§ WHAT YOU SHOULD DO
Retype the lines from the line with "Tag each instance of the flat" up to and including the line with "x=211, y=584", character for character, and nothing else.

* Begin *

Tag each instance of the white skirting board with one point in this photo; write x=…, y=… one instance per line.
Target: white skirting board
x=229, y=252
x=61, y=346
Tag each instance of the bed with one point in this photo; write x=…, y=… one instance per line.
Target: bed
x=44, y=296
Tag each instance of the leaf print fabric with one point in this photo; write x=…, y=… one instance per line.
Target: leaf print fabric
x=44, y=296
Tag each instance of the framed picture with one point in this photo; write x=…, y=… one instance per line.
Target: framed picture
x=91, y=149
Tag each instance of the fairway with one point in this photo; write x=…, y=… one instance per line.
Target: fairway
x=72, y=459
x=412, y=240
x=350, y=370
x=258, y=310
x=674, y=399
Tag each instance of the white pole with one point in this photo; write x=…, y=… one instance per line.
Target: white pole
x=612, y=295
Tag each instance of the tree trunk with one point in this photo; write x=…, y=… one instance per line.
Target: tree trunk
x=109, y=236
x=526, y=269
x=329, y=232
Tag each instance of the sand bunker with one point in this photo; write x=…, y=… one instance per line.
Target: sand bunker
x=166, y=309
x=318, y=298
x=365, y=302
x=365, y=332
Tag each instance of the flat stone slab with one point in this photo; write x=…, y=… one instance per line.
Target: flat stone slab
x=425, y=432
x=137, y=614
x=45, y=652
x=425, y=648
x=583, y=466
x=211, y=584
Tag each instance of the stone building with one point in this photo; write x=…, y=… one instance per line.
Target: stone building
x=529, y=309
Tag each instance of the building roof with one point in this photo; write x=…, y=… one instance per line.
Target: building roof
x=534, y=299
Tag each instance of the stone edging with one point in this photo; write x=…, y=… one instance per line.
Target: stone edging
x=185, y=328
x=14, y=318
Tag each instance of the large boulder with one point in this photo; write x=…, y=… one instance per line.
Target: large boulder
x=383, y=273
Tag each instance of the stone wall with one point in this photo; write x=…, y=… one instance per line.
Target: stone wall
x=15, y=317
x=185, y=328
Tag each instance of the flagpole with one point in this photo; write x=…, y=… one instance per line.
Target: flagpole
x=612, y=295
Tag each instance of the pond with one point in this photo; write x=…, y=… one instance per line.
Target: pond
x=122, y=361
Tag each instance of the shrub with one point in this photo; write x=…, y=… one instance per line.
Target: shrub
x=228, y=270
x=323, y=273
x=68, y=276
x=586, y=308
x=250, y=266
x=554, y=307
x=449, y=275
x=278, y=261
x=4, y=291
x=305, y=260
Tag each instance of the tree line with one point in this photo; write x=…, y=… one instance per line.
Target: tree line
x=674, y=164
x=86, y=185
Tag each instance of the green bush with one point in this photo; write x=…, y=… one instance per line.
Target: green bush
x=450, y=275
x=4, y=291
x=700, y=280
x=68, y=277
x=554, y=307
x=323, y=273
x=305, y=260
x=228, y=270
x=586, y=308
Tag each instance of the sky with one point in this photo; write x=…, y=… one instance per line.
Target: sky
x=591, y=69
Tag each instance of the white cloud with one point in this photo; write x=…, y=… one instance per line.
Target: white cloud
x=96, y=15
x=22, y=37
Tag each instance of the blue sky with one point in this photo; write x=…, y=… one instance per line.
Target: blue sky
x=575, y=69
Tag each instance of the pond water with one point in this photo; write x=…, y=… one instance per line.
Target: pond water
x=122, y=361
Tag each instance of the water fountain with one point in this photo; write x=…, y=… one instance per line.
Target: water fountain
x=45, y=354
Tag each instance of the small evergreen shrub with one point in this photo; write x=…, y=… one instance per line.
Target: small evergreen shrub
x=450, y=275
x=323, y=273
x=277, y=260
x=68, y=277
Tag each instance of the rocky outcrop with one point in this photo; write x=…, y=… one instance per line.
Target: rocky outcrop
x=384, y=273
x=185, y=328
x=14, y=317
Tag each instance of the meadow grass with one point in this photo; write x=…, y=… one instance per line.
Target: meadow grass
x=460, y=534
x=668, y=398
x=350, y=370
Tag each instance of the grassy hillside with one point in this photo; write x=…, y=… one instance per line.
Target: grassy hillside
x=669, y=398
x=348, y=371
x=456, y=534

* End *

§ COMPLETE OUTPUT
Tag each instance of the flat stone slab with one point in this photo; write x=…, y=… one instance per line.
Target: flat stone slab
x=425, y=432
x=137, y=614
x=45, y=652
x=425, y=648
x=583, y=466
x=211, y=584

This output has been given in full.